TRY IT: If a line in the entries below includes the string "trace", copy it out.

INPUT:
╔══

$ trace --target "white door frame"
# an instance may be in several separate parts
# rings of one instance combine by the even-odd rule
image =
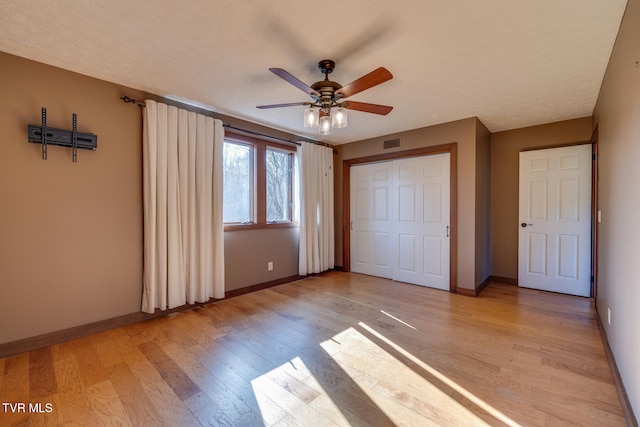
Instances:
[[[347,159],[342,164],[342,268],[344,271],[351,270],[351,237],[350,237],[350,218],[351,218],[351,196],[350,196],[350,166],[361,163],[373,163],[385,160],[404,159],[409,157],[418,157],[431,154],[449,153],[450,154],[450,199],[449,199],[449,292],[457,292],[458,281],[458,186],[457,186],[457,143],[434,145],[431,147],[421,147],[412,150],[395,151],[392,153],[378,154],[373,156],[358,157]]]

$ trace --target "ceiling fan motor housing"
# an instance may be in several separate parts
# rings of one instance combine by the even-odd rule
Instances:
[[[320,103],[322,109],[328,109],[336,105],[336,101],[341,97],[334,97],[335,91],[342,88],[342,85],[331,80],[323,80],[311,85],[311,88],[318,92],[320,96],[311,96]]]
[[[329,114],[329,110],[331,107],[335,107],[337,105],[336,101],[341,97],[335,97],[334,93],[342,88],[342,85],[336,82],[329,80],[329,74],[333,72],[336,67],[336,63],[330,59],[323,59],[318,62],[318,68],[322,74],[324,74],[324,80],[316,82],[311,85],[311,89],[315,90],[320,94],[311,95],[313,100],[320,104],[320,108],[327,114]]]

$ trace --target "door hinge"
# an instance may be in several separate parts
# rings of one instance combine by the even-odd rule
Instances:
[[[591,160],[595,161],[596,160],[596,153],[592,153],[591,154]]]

╚══
╔══

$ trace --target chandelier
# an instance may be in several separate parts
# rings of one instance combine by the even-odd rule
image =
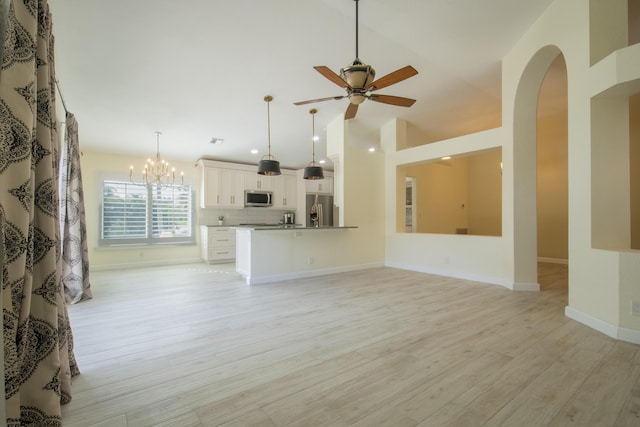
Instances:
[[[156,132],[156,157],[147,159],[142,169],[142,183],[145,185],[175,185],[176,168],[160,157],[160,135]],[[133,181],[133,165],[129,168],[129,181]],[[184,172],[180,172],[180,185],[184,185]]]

╚══

WRITTEN RESPONSE:
$ trace --target "white door frame"
$ trace --target "ceiling fan motor housing"
$ trace --target "door hinge"
$ trace --target chandelier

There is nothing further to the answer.